▸ **WHAT IS ASKED**: Reproduce verbatim the portion of the listing below that runs from the line containing "drop on leaf" up to and including the final line of the listing.

▸ **Point labeling examples**:
—————
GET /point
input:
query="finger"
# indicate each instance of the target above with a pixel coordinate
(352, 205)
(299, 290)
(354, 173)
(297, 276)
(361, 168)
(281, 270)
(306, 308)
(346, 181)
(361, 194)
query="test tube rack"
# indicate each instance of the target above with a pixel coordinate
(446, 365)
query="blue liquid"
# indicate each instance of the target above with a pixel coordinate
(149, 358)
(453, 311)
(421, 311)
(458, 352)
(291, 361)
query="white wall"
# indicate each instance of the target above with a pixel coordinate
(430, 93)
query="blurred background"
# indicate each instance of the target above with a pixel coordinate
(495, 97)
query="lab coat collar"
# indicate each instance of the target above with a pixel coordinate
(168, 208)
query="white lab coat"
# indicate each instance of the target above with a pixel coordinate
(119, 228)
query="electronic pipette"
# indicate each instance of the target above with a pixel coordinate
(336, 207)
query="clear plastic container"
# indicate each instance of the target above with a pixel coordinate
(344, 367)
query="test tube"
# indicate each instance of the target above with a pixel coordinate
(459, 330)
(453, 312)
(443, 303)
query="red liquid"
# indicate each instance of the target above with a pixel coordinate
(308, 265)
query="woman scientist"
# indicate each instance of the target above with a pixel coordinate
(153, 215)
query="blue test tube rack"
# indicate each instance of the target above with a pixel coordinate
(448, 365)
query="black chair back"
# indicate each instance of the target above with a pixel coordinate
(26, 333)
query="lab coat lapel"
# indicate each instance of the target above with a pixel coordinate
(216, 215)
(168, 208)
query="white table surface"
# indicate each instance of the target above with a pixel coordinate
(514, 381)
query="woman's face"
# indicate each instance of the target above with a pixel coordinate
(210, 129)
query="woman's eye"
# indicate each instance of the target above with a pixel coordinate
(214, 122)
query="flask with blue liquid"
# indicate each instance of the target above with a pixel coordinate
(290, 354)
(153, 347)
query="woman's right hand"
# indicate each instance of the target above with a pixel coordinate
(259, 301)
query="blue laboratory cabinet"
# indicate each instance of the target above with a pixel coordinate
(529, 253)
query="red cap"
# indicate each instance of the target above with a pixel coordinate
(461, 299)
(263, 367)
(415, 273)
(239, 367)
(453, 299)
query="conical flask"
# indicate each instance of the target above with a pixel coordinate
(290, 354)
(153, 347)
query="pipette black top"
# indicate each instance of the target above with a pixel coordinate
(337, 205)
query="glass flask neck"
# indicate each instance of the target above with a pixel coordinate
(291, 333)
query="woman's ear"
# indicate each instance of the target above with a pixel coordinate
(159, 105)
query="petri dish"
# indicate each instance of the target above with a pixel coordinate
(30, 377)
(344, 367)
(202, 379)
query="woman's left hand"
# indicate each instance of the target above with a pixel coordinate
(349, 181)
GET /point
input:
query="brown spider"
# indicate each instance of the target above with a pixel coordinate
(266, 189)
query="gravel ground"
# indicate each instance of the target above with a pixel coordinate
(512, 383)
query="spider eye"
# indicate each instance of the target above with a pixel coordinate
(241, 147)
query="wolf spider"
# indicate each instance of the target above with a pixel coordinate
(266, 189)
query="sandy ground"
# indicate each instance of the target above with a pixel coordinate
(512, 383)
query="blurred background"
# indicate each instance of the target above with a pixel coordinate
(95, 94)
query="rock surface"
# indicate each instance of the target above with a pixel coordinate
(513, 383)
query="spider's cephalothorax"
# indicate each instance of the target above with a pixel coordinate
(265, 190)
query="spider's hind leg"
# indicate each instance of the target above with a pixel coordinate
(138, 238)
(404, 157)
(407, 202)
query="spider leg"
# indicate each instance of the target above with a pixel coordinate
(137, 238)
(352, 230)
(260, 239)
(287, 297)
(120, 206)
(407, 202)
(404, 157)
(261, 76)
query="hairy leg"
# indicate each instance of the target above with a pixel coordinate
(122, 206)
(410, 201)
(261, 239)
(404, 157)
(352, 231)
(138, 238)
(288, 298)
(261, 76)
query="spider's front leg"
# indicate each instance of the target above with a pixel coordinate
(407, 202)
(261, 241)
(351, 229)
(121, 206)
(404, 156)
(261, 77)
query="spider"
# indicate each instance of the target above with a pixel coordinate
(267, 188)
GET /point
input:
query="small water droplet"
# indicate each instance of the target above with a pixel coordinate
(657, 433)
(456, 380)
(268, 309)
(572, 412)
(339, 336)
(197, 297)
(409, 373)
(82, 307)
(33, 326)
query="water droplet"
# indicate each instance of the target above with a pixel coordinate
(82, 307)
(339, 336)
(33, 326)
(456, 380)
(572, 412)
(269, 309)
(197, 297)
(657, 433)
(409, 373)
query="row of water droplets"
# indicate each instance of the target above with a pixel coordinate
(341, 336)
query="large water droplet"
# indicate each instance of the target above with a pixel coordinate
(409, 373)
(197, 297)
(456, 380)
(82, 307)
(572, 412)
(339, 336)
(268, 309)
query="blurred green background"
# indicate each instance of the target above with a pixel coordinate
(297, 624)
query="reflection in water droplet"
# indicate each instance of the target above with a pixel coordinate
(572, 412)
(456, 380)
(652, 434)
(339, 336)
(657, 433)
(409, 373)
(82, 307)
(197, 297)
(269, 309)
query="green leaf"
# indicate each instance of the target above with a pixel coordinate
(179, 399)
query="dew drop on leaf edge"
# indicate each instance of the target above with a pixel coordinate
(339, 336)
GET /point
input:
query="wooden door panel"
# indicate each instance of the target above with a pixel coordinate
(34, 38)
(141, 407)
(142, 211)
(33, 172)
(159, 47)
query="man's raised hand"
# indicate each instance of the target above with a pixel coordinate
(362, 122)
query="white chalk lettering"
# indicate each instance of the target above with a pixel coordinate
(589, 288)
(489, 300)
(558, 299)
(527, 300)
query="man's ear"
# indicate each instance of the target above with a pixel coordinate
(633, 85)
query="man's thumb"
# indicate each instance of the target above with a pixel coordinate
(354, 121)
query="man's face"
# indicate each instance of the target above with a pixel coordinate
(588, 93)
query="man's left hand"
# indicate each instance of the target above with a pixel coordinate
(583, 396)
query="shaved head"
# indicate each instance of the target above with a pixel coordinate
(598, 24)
—————
▸ **RESULT OF THIS EXERCISE**:
query="dew drop on leaf edge"
# indicate each instance of the target above with a pixel coordinate
(339, 336)
GET /point
input:
query="wooden door panel"
# indicate each instance of the target above with a pixel coordinate
(34, 38)
(141, 407)
(142, 211)
(33, 172)
(159, 47)
query="man's raised hand"
# indicate each instance of the target above with a pixel coordinate
(362, 122)
query="white chalk lettering"
# indicate each instance of the target above with a pixel coordinate
(589, 288)
(489, 300)
(558, 299)
(527, 300)
query="man's ear"
# indicate each instance of the target above with a pixel coordinate
(633, 85)
query="man's thumb"
# indicate each instance of the target above with a pixel coordinate
(354, 121)
query="man's face"
# indicate each instance of the target above with a pixel coordinate
(588, 93)
query="man's left hand"
# indicate each instance of the target above with a pixel coordinate
(583, 396)
query="shaved head"
# indicate each instance of the target above with a pixel coordinate
(598, 24)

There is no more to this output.